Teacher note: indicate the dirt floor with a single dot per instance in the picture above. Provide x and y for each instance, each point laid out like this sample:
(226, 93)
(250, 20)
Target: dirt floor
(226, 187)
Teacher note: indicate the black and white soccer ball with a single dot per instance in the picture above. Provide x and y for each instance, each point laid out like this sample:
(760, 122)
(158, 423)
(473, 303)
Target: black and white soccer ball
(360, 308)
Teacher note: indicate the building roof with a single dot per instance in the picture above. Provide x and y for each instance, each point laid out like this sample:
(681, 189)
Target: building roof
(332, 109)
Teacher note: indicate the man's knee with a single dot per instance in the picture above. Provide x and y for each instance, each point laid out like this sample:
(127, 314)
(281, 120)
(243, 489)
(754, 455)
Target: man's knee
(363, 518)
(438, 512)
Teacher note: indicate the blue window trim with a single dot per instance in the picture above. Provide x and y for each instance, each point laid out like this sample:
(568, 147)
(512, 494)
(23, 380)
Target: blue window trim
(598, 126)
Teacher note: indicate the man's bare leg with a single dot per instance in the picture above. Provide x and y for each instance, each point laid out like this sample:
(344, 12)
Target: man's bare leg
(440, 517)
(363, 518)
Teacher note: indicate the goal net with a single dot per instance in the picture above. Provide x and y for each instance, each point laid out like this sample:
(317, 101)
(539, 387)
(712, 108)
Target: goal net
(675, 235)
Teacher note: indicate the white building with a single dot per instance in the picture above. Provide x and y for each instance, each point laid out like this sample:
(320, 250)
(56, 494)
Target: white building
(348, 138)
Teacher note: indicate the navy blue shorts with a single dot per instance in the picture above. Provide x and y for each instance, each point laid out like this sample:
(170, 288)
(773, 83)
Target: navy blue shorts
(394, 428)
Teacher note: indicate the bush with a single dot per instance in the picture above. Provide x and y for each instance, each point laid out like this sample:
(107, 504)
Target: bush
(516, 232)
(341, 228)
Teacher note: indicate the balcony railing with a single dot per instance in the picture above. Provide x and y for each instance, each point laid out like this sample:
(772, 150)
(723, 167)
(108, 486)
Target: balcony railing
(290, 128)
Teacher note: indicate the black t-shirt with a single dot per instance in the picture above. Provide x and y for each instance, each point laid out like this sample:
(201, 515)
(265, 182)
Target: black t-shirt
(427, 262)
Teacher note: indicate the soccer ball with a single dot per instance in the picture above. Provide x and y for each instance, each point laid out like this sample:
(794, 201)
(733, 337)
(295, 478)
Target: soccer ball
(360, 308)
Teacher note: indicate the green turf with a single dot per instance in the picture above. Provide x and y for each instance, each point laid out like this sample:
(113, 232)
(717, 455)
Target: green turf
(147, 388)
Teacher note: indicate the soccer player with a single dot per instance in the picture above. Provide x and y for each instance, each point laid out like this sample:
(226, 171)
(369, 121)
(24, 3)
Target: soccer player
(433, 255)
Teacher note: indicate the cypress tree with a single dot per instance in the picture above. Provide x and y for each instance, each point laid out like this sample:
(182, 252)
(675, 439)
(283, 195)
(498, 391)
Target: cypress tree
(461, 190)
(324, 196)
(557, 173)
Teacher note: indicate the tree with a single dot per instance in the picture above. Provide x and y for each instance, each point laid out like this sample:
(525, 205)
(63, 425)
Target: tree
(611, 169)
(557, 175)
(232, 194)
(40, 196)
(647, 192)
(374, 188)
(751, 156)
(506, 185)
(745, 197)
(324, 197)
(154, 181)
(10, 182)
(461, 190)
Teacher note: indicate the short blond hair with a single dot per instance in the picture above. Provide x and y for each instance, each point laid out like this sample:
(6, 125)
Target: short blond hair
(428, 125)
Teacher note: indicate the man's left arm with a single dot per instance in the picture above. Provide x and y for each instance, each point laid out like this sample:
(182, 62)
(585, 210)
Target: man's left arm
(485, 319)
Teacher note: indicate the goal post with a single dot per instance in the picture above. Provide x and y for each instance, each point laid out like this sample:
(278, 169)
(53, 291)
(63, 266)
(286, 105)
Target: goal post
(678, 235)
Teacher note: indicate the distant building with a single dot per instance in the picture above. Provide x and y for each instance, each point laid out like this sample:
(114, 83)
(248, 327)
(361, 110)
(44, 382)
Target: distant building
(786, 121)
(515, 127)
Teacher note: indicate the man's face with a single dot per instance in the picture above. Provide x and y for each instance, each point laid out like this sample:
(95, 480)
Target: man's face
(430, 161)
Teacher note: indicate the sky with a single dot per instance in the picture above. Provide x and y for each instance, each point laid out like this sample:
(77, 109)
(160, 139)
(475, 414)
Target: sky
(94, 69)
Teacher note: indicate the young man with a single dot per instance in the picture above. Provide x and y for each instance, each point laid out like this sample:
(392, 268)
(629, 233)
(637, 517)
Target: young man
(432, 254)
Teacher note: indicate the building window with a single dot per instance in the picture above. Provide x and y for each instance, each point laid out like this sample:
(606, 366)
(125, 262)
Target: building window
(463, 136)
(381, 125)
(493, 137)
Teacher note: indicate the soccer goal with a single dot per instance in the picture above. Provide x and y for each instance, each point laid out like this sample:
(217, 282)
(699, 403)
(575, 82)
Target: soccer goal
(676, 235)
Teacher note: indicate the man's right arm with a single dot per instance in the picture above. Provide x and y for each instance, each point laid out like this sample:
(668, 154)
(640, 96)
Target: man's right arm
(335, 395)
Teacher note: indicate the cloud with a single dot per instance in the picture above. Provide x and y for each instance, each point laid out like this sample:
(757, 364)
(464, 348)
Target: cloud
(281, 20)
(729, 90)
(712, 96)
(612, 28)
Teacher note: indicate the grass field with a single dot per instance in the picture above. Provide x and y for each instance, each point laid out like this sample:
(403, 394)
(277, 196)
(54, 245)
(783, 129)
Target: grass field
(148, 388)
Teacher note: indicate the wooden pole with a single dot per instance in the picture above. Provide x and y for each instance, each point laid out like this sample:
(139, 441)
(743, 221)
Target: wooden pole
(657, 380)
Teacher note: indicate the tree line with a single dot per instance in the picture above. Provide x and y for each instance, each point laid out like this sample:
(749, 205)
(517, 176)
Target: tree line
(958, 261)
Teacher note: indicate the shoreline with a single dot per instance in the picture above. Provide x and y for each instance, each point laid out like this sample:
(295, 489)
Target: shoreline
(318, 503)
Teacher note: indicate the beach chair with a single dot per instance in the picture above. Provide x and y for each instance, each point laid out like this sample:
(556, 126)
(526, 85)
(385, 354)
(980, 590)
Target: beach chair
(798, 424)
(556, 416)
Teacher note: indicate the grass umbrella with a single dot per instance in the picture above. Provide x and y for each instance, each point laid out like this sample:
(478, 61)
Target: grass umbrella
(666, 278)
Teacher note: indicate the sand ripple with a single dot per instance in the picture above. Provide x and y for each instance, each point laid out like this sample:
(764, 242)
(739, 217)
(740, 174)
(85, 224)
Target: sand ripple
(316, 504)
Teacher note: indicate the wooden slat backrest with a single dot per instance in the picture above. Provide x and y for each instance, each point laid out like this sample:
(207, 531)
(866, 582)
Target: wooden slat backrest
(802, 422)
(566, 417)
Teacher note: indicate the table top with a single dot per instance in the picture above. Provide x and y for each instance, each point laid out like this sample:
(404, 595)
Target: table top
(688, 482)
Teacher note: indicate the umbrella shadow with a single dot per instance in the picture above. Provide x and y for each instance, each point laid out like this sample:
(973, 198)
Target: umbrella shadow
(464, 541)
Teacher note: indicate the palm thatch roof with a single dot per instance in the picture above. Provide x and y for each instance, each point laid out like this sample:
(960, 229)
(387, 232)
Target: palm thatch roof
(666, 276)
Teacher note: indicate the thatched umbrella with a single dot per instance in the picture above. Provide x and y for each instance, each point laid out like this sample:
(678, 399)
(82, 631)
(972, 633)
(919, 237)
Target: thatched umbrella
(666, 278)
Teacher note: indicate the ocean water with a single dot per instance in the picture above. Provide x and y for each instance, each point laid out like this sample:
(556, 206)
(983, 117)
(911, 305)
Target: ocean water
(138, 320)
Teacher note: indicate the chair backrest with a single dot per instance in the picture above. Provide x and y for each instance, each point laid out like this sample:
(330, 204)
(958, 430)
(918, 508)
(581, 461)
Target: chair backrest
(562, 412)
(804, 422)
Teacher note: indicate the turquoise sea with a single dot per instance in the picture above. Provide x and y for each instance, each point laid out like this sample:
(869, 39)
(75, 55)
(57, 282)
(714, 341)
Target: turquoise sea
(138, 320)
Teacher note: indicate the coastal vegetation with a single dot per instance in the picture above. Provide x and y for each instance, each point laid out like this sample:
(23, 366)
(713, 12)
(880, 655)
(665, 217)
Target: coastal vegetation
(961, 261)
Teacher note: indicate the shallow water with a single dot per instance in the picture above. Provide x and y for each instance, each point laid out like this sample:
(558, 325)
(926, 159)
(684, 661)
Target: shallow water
········
Activity: Copy every line of the listing that includes the string "shallow".

Your solution:
Teacher note: indicate the shallow water with a single dot per instance in the picture above. Provide x and y for each instance, each point laid out like this sample:
Target: shallow water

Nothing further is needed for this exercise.